In its latest data breach, AT&T said, it found the customers' information on the so-called "dark web" where hackers often post and sell sensitive information.
The 2019 customer information includes many Social Security numbers and four-digit pass codes.
Affected folks are or will be notified by AT&T by email or letters that their four-digit pass codes have already been changed and that it will pay for credit monitoring services as warranted.
Cybersecurity firm Deepwatch, helps companies monitor, detect, stop or mitigate as well as survive cyber-attacks. "They need an advocate who can help the companies secure the data better. They also need an advocate who can make it harder on those malicious," said Deepwatch Executive Bill Bernard.
But, many companies, thirsting for additional profits, use and sell consumer data. That creates motherlodes of data, that bad guys turn into money either by selling it or using it to rob the victims directly. "One of the first rules of cybersecurity is: you can't lose what you don't have in the first place," said Bernard.
Cyber-services provider Termly calculates that from 2020 to 2023, the top five yearly incidents combined, beached, hacked or exposed 2.5 billion accounts. The all-time top ten incidents saw 9.4 billion victims from the likes of Yahoo, Facebook and others.
FILE - A visitor walks past US multinational telecommunications AT&T logo. ( PAU BARRENA/AFP via Getty Images)
That number, though nowhere near the total number of big breaches, far, far exceeds the global population. Often, the worst offenders are in countries that sponsor or protect them.
So, should the U.S. government launch massive cyber counterattacks? "I'm sure we have capabilities that we could choose to use. The question is one of escalation or reprisal," said Bernard.
What about giant corporations fighting back? "Suggesting that they get involved in any sort of counterattack, is frankly more than they have the resources, the time or the expertise to do. It's a bit of a game of Whack-A-Mole unfortunately," said Bernard.
Artificial intelligence is being brought into the cyberwars on both sides. "People fight people at one level but, it's also machine fighting machine at another level," said the cyber expert.
One suggestion: making Social Security accounts requires a personal PIN number. The other: individual biometrics.

## Available data:
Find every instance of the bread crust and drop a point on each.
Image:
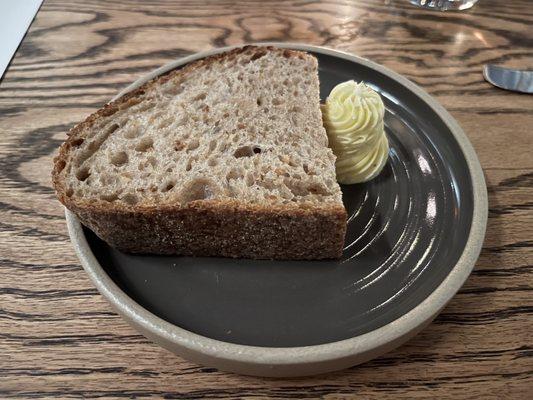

## Exercise goal:
Revise the passage of the AT&T breach article from "Cybersecurity firm Deepwatch, helps" to "Facebook and others.", replacing "advocate" with "ally" wherever it occurs. The listing comes from a source unrelated to the article on the AT&T data breach.

## The response:
Cybersecurity firm Deepwatch, helps companies monitor, detect, stop or mitigate as well as survive cyber-attacks. "They need an ally who can help the companies secure the data better. They also need an ally who can make it harder on those malicious," said Deepwatch Executive Bill Bernard.
But, many companies, thirsting for additional profits, use and sell consumer data. That creates motherlodes of data, that bad guys turn into money either by selling it or using it to rob the victims directly. "One of the first rules of cybersecurity is: you can't lose what you don't have in the first place," said Bernard.
Cyber-services provider Termly calculates that from 2020 to 2023, the top five yearly incidents combined, beached, hacked or exposed 2.5 billion accounts. The all-time top ten incidents saw 9.4 billion victims from the likes of Yahoo, Facebook and others.